### WRITTEN EXERCISE 1
Report each line in the records that contains the string "WHERE", copying every such line in full.

Index
Introduction
In this tutorial, we’ll explore how to use an Arduino Nano, a WS2812B LED strip, and a rotary encoder to create an interactive lighting system. This setup allows you to control LED colors and patterns in real-time based on the encoder’s input. Let’s dive into the code and understand how it works.
This interactive lighting project combines a rotary encoder with a WS2812B LED strip to create a visually engaging and customizable lighting system. Whether you’re decorating a space or just experimenting with light effects, this setup offers both versatility and creative potential.
- Mode Switching: Pressing the rotary encoder button cycles through different lighting modes.
- Dynamic Effects: The encoder adjusts color and effects based on its rotation, including single moving LEDs, uniform colors, and auto-moving light patterns.
- Customization: Adjust the
NUM_LEDS,LED_PIN, and other parameters to fit your specific LED strip and project needs.
Required Components
- Arduino Nano / Uno
- Rotary Encoder
- WS2812B LED Strip
- Breadboard and jumper wires
- Power supply for the LED strip (5V recommended)
Circuit Diagram / Wiring
- Rotary Encoder With Arduino
- Rotary Encoder VCC → 5V (Arduino)

### WRITTEN EXERCISE 2
Print the part of the LED lighting tutorial that begins at the words "- Customization: Adjust" and stops after "VCC → 5V (Arduino)".

### DATASET EXTRACT
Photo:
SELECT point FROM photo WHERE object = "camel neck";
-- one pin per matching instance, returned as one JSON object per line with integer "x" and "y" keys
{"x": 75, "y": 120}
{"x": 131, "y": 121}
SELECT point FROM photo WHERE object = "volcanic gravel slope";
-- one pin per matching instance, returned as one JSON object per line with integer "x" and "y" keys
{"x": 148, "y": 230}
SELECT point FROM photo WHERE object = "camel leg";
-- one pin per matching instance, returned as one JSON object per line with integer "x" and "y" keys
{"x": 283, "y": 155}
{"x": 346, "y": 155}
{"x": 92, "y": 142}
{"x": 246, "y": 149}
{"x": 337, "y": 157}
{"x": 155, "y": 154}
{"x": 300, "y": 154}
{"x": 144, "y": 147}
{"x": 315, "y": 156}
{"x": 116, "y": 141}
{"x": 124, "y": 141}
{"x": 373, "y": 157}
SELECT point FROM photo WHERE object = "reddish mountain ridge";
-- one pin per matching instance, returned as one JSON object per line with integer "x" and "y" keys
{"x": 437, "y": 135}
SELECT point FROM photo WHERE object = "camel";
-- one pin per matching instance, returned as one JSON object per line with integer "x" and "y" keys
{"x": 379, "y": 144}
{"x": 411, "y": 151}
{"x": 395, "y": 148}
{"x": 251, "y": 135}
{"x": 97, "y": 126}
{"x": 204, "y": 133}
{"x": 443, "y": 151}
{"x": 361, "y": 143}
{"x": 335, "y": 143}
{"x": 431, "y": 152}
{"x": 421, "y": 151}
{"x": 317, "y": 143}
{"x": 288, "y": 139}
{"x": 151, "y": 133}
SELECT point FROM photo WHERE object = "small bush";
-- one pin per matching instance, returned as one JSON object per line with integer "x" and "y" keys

### EXERCISE ANSWER 1
SELECT point FROM photo WHERE object = "camel neck";
SELECT point FROM photo WHERE object = "volcanic gravel slope";
SELECT point FROM photo WHERE object = "camel leg";
SELECT point FROM photo WHERE object = "reddish mountain ridge";
SELECT point FROM photo WHERE object = "camel";
SELECT point FROM photo WHERE object = "small bush";

### EXERCISE ANSWER 2
- Customization: Adjust the
NUM_LEDS,LED_PIN, and other parameters to fit your specific LED strip and project needs.
Required Components
- Arduino Nano / Uno
- Rotary Encoder
- WS2812B LED Strip
- Breadboard and jumper wires
- Power supply for the LED strip (5V recommended)
Circuit Diagram / Wiring
- Rotary Encoder With Arduino
- Rotary Encoder VCC → 5V (Arduino)